Could you rewrite the stretch of items from the line containing "Exercise. Point out the number" through the end of the items below, keeping every line but scaling each point coordinate in the answers by 1.1 and rounding to whole numbers with halves rounded up? Give only those lines, with nothing else changed.

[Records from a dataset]
________________________

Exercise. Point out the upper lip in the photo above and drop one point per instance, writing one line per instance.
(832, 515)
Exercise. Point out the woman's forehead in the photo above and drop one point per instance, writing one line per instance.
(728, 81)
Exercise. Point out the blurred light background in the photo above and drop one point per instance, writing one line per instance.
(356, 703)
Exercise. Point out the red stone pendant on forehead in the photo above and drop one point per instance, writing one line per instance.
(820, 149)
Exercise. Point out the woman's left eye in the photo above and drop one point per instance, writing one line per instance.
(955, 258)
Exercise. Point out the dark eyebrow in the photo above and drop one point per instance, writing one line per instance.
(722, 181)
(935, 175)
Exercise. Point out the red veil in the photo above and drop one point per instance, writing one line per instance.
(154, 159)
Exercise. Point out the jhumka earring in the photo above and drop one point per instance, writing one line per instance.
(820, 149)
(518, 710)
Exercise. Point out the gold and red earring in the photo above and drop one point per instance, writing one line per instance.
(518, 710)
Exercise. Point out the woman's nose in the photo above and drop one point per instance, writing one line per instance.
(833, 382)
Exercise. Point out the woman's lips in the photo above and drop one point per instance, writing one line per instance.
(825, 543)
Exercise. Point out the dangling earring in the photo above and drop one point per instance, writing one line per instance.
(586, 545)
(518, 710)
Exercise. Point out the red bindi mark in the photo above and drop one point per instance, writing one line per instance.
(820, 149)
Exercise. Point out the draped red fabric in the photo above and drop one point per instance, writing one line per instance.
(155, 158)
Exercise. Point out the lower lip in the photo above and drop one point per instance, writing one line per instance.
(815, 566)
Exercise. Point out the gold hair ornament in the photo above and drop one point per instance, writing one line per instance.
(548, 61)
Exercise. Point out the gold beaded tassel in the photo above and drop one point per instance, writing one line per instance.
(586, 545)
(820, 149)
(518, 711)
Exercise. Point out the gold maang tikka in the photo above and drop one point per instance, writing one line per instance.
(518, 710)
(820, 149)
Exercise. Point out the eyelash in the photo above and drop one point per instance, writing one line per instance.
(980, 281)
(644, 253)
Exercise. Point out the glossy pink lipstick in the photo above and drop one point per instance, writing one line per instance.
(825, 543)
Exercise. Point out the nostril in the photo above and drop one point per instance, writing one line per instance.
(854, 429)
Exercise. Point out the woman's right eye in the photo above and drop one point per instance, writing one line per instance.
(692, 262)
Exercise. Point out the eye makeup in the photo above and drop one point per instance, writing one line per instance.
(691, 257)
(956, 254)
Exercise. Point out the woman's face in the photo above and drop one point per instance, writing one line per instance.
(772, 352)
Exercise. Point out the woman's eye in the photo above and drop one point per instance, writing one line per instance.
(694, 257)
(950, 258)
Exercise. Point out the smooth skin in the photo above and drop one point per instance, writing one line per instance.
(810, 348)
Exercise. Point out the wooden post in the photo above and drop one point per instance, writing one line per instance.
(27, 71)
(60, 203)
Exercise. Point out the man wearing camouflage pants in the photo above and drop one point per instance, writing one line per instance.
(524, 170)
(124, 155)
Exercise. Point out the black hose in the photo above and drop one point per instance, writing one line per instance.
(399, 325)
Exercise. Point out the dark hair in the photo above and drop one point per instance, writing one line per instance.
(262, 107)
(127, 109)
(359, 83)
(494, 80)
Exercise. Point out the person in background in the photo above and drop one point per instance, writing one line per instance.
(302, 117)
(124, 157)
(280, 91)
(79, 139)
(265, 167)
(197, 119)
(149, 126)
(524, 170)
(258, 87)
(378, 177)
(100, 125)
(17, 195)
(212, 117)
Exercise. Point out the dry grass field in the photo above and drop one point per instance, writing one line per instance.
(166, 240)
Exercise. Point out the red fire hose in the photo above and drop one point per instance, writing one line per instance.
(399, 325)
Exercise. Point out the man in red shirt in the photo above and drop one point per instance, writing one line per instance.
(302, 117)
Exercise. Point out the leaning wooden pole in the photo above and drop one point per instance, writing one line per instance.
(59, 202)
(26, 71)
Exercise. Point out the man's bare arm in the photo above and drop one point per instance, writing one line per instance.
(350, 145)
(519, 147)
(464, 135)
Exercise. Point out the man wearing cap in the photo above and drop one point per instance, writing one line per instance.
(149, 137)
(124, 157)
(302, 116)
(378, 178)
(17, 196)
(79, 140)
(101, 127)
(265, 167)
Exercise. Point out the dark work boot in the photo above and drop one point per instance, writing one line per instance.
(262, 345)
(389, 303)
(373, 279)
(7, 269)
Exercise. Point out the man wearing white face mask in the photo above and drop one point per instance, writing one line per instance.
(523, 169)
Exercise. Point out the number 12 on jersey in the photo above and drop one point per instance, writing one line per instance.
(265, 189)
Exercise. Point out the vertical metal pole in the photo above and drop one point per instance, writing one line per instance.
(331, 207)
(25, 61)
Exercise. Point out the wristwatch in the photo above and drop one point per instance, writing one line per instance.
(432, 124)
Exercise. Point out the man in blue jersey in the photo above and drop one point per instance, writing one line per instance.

________________________

**FULL OUTPUT**:
Exercise. Point out the number 12 on jersey in the photo above and drop one point per instance, writing one line per instance.
(292, 208)
Exercise. Point out the vertical metal pole in the photo above and drop one point per instance, writing one line per instance.
(364, 228)
(28, 67)
Exercise. Point out the wristwatch in the photo above and drop one point per instance, writing one line per instance.
(475, 136)
Exercise. Point out the man in blue jersey in the photo above and drop one point per instance, writing one line per instance.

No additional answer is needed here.